● **What you are asked to do**: Counting only lines that contain the string "shoreline", how many are there in the data? Say the number alone.

(Records drawn from a dataset)
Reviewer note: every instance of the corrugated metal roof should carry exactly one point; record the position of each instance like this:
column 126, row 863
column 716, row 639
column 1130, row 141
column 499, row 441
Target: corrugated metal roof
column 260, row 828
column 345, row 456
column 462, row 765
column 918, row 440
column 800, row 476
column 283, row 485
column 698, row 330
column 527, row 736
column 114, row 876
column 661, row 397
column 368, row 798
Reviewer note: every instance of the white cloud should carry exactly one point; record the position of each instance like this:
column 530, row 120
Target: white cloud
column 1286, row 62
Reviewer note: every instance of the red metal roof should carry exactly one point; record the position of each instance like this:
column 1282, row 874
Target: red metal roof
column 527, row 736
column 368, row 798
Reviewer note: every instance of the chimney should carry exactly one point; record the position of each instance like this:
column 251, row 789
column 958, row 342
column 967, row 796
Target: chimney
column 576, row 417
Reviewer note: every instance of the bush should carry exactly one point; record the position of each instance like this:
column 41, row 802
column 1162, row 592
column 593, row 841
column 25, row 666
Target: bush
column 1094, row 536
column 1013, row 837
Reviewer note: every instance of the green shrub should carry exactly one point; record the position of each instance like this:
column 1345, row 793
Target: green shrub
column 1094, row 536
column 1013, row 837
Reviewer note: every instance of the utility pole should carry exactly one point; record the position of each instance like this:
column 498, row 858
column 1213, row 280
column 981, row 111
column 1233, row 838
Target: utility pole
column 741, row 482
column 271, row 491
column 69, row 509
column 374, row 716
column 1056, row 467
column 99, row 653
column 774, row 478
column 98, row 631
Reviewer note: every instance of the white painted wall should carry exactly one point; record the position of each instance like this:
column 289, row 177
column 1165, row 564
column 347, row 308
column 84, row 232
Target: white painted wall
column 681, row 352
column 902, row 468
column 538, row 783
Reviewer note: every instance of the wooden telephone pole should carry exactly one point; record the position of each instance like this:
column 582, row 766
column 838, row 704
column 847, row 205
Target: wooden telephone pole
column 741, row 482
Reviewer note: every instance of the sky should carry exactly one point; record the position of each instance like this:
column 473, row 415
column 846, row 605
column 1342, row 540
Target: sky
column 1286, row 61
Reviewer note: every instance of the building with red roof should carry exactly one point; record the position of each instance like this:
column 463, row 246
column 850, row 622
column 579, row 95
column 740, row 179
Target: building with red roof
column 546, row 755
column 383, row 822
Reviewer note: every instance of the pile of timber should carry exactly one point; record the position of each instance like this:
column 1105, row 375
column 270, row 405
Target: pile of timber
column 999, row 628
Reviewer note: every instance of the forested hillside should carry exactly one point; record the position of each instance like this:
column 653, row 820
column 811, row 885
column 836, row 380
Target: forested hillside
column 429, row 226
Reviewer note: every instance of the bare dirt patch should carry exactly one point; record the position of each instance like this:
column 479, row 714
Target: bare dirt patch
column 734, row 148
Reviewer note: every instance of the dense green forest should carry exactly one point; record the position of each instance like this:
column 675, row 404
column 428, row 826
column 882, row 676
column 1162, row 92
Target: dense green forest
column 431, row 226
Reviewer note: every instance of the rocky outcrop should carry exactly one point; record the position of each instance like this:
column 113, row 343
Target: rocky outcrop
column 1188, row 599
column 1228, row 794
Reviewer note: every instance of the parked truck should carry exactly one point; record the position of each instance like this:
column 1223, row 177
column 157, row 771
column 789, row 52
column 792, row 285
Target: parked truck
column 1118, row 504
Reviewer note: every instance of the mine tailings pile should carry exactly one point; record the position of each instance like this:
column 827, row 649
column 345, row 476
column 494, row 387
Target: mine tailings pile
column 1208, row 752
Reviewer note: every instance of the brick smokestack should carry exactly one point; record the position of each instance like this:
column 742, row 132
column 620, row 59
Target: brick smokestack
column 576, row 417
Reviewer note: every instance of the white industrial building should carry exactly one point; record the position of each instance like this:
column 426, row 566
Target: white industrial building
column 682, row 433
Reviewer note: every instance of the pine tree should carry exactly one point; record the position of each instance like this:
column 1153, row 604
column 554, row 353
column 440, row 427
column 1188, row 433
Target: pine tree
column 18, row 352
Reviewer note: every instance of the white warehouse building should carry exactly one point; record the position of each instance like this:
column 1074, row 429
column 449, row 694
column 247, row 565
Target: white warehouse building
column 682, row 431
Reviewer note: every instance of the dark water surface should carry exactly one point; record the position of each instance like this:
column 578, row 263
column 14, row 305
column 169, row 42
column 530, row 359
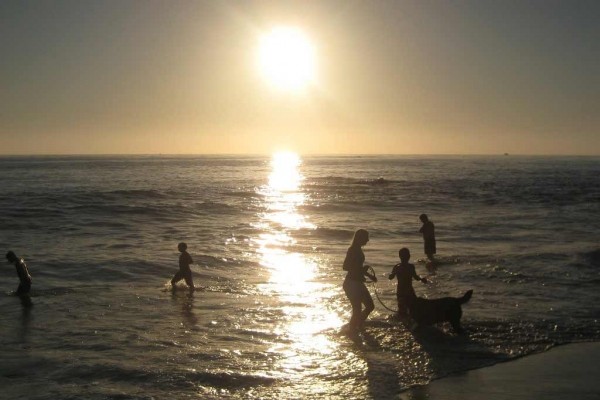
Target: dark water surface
column 100, row 237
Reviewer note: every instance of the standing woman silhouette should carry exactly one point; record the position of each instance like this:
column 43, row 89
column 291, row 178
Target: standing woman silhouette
column 354, row 284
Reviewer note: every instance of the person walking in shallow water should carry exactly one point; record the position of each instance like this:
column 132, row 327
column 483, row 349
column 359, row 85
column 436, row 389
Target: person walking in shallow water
column 428, row 231
column 185, row 272
column 22, row 272
column 354, row 283
column 405, row 273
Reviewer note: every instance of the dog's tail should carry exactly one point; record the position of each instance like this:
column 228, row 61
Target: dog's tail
column 466, row 297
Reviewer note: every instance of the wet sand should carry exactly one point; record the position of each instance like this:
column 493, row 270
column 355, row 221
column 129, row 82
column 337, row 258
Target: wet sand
column 564, row 372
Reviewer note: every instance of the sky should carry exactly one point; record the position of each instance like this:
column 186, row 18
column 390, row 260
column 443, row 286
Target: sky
column 392, row 77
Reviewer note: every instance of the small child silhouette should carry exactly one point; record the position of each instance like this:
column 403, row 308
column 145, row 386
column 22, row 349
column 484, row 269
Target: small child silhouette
column 22, row 272
column 184, row 267
column 405, row 273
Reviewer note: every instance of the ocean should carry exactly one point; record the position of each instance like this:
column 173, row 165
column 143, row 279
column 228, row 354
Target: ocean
column 268, row 235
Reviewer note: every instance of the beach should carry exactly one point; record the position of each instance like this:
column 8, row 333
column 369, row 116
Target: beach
column 564, row 372
column 268, row 238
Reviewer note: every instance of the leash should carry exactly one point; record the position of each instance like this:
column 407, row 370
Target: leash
column 377, row 294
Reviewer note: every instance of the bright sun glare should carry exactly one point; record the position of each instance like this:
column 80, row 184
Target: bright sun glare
column 286, row 59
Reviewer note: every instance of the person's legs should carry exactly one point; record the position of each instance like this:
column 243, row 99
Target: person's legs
column 352, row 290
column 367, row 300
column 176, row 278
column 188, row 279
column 402, row 306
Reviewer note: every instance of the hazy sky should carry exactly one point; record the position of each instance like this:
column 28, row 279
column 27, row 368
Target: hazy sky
column 425, row 77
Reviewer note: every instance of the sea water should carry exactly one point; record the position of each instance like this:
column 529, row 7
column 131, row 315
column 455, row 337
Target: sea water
column 268, row 235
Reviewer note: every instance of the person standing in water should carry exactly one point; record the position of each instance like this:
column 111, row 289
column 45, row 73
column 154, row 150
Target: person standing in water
column 428, row 231
column 354, row 283
column 405, row 273
column 22, row 272
column 185, row 272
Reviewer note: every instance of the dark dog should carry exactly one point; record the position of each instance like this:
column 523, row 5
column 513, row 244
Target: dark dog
column 427, row 312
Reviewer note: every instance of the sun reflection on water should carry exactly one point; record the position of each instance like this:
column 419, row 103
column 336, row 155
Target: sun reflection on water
column 294, row 275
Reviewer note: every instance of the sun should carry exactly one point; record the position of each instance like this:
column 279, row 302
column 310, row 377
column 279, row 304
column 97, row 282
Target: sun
column 286, row 59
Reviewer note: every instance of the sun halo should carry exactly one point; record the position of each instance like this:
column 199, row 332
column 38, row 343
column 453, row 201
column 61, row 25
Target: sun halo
column 286, row 59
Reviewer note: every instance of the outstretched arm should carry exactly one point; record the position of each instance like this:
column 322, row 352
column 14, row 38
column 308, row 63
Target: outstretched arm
column 371, row 276
column 418, row 278
column 393, row 273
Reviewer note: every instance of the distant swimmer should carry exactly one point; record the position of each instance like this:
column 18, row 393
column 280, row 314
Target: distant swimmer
column 185, row 271
column 22, row 272
column 428, row 231
column 354, row 283
column 405, row 273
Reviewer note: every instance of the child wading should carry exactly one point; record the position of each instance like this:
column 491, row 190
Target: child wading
column 22, row 272
column 405, row 273
column 184, row 267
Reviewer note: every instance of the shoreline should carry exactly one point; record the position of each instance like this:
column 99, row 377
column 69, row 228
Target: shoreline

● **Response area**: 2